BEGIN Text to read
473,321 Members | 1,622 Online
Bytes | Software Development & Data Engineering Community
Post Job

Home Posts Topics Members FAQ

Join Bytes to post your question to a community of 473,321 software developers and data experts.

A little threading problem

Hello all,

I need your wisdom again. I'm working on a multi-threaded application
that handles multiple data sources in small batches each time. The idea
is that there are 3 threads that run simultaneously, each read a fixed
number of records, and then they wait for eachother. After that the main
thread does some processing, and the threads are allowed to continue
reading data.

I summarized this part of the application in the attached python script,
which locks up rather early, for reasons that I don't understand (I
don't have a computer science education), and I'm pretty sure the
problem is related to what I'm trying to fix in my application. Can
anybody explain what's happening (Or maybe even show me a better way of
doing this)?

Regards,

Alban Hertroys,
MAG Productions.

Jul 18 '05 #1
4 1252
Jeremy Jones wrote:
Alban Hertroys wrote: Notify is called before thread B (in this case) hits the
condAllowed.wait() piece of code. So, it sits at that wait() for
forever (because it doesn't get notified, because the notification
already happened), waiting to be notified from the main thread, and the
main thread is waiting on thread B (again, in this case) to call
mainCond.notify(). This approach is a deadlock just wanting to happen
(not waiting, because it already did happen). What is it exactly that
you are trying to accomplish? I'm sure there is a better approach.
Hmm, I already learned something I didn't know by reading through my own
version of the output.
I added an extra counter, printed before waiting in the for-loop in
Main. My wrong assumption was that acquire() would block other threads
from acquiring until release() was called. In that case the for-loop
would wait 3 times (once for each thread), which is what I want.
Unfortunately, in my output I see this:

T-A: acquire mainCond
....
T-B: acquire mainCond
....
T-B: released mainCond
....
T-A: released mainCond

Which is exactly what I was trying to prevent...
END Text to read
BEGIN Material for this task
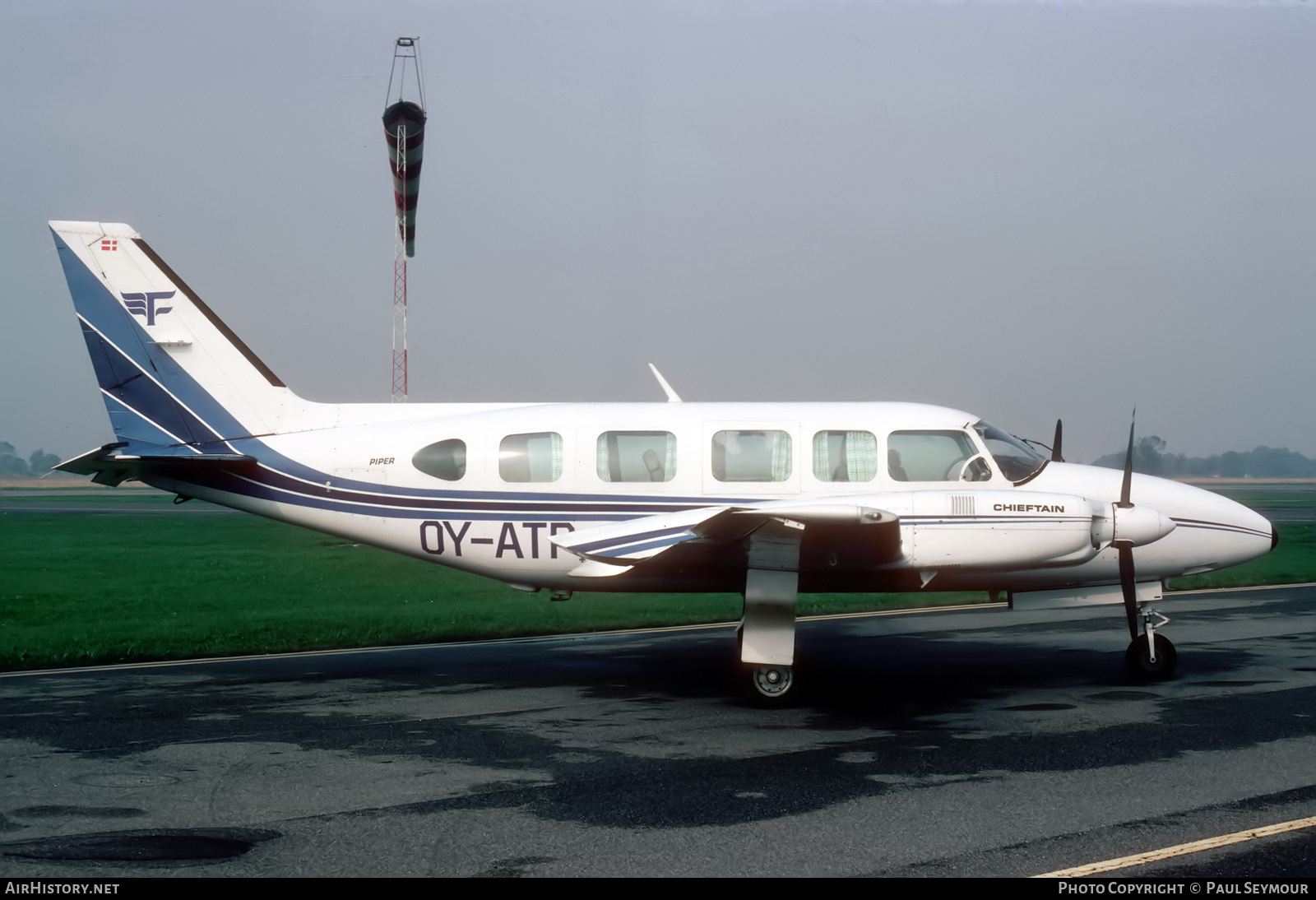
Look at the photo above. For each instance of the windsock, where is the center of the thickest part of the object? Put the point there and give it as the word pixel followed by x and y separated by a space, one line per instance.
pixel 410 120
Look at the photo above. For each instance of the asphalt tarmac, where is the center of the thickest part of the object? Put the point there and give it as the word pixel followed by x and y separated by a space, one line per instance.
pixel 977 742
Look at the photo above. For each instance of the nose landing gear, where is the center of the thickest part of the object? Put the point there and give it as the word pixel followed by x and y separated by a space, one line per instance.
pixel 1151 658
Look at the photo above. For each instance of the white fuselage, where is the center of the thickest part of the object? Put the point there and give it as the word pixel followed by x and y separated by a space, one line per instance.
pixel 359 480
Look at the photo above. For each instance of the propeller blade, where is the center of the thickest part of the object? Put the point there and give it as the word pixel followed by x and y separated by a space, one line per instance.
pixel 1128 469
pixel 1131 594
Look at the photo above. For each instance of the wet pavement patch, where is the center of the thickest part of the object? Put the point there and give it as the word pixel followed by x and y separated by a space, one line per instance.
pixel 166 845
pixel 1124 695
pixel 515 867
pixel 92 812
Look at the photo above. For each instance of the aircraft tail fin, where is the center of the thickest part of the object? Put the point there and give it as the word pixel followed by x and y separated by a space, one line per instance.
pixel 170 371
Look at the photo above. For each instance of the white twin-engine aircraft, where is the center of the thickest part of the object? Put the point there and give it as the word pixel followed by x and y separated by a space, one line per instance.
pixel 763 499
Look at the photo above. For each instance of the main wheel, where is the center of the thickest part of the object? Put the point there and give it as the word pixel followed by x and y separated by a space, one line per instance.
pixel 1138 660
pixel 773 682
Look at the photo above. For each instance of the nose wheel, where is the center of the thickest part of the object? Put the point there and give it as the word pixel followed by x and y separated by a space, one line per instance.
pixel 1151 656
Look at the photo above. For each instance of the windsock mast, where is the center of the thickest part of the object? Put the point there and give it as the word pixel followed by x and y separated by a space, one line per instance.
pixel 405 129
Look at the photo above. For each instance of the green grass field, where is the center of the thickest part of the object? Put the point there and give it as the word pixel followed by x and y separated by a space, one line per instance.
pixel 82 590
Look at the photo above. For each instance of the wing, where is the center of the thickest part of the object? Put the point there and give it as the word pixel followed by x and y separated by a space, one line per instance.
pixel 721 536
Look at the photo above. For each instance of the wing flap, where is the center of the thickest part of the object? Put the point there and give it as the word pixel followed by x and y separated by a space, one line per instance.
pixel 721 529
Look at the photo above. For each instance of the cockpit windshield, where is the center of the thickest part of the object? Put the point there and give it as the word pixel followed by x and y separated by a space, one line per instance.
pixel 1015 458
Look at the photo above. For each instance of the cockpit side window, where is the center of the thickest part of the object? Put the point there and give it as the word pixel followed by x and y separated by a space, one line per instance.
pixel 928 456
pixel 1015 458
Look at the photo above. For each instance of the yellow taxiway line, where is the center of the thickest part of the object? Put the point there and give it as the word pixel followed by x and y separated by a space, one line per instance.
pixel 1181 849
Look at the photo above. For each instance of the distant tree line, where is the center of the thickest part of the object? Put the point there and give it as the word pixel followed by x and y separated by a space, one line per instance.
pixel 35 466
pixel 1151 458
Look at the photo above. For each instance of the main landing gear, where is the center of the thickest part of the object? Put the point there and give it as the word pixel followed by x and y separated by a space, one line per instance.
pixel 1151 658
pixel 767 633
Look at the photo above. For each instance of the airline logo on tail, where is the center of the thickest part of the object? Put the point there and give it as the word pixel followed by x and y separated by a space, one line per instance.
pixel 144 304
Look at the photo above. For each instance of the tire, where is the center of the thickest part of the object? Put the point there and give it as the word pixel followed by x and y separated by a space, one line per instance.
pixel 772 684
pixel 1138 658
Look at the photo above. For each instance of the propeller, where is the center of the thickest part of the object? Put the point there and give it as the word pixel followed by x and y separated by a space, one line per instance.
pixel 1125 546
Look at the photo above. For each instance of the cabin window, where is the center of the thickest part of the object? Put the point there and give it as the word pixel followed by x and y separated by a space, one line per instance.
pixel 928 456
pixel 531 457
pixel 637 456
pixel 445 459
pixel 846 456
pixel 752 456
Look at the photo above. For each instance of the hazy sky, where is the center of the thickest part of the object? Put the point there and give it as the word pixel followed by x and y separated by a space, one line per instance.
pixel 1026 211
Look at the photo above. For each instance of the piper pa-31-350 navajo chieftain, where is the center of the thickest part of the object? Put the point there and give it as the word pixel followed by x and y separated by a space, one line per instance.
pixel 763 499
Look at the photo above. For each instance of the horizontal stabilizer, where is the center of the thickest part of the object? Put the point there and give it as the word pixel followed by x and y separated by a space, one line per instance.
pixel 109 465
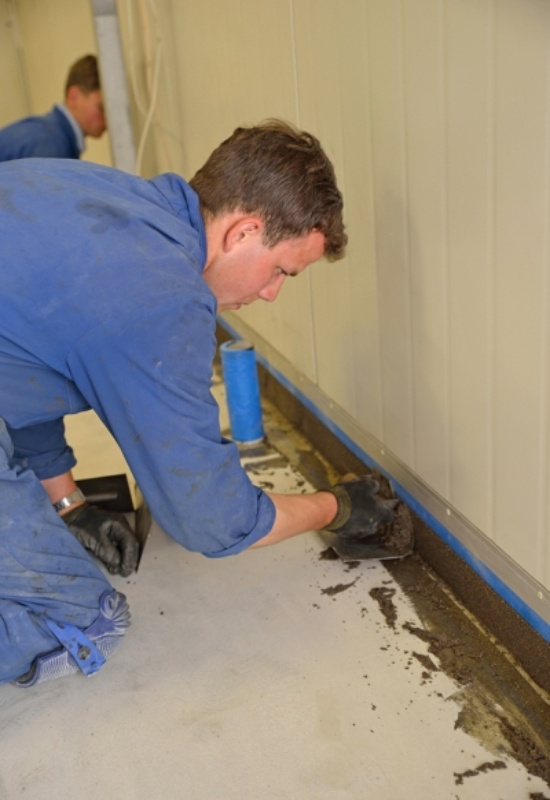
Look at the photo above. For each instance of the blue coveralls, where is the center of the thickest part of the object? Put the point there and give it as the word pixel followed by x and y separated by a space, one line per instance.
pixel 48 136
pixel 103 306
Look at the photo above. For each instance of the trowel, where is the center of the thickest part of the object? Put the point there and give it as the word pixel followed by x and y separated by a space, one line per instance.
pixel 395 540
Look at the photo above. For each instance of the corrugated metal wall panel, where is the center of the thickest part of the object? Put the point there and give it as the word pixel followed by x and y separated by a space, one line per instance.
pixel 433 336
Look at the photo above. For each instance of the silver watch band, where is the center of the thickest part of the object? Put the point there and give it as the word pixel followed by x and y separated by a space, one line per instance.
pixel 67 501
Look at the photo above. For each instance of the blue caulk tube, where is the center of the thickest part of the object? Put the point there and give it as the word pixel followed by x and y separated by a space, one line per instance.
pixel 240 375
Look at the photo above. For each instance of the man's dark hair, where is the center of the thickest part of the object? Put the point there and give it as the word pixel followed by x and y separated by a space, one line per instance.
pixel 84 73
pixel 282 175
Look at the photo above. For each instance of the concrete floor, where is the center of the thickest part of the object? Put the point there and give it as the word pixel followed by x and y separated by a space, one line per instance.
pixel 274 674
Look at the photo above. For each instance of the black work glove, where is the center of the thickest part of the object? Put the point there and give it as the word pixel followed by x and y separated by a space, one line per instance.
pixel 360 511
pixel 107 535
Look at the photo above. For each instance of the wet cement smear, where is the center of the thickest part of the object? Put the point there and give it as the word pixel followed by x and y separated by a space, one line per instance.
pixel 488 766
pixel 384 597
pixel 340 587
pixel 496 707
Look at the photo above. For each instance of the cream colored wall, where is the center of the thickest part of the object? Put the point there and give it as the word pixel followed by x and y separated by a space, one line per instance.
pixel 432 337
pixel 48 36
pixel 429 344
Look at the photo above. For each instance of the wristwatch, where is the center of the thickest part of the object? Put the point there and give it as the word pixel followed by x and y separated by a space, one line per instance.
pixel 69 500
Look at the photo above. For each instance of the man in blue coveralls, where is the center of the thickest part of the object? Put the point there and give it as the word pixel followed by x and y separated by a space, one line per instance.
pixel 109 290
pixel 61 132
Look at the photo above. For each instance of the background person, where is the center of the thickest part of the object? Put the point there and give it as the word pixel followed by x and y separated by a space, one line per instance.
pixel 62 131
pixel 120 316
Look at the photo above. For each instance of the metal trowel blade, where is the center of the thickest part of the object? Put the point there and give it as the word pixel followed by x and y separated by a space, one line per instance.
pixel 393 541
pixel 143 522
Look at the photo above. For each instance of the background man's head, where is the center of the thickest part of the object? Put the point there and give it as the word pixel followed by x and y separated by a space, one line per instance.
pixel 83 96
pixel 280 174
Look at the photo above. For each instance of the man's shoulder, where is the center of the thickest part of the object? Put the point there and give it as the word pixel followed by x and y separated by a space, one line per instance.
pixel 40 136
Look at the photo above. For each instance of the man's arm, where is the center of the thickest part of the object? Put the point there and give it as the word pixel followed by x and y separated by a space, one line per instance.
pixel 61 486
pixel 105 534
pixel 298 513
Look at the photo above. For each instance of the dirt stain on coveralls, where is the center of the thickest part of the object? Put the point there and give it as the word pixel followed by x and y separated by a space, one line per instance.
pixel 7 204
pixel 107 216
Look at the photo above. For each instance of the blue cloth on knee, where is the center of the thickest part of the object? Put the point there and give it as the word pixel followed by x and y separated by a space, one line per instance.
pixel 44 571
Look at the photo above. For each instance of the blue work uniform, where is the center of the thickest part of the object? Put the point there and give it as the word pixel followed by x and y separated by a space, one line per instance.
pixel 103 306
pixel 52 135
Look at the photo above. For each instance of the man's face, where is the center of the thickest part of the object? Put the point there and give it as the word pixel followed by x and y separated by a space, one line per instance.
pixel 87 109
pixel 252 271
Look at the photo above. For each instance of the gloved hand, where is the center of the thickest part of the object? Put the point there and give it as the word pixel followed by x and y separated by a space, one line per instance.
pixel 360 511
pixel 107 535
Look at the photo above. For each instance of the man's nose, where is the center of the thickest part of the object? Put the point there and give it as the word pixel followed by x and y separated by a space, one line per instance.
pixel 270 292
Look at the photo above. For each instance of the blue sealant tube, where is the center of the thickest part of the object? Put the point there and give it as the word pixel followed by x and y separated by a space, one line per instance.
pixel 240 376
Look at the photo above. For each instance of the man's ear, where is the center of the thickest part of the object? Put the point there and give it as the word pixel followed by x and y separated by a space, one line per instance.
pixel 242 230
pixel 72 97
END Material for this task
Stated goal 1 » From the threading post, transcribe the passage starting at "I summarized this" and ending at "MAG Productions.".
Stated goal 2 » Rewrite the listing lines starting at the top of the listing and ending at the line containing "pixel 410 120", with "windsock" renamed to "wind cone" and everything else left unchanged. Leave the pictures out.

Correct response 1 »
I summarized this part of the application in the attached python script,
which locks up rather early, for reasons that I don't understand (I
don't have a computer science education), and I'm pretty sure the
problem is related to what I'm trying to fix in my application. Can
anybody explain what's happening (Or maybe even show me a better way of
doing this)?

Regards,

Alban Hertroys,
MAG Productions.

Correct response 2 »
Look at the photo above. For each instance of the wind cone, where is the center of the thickest part of the object? Put the point there and give it as the word pixel followed by x and y separated by a space, one line per instance.
pixel 410 120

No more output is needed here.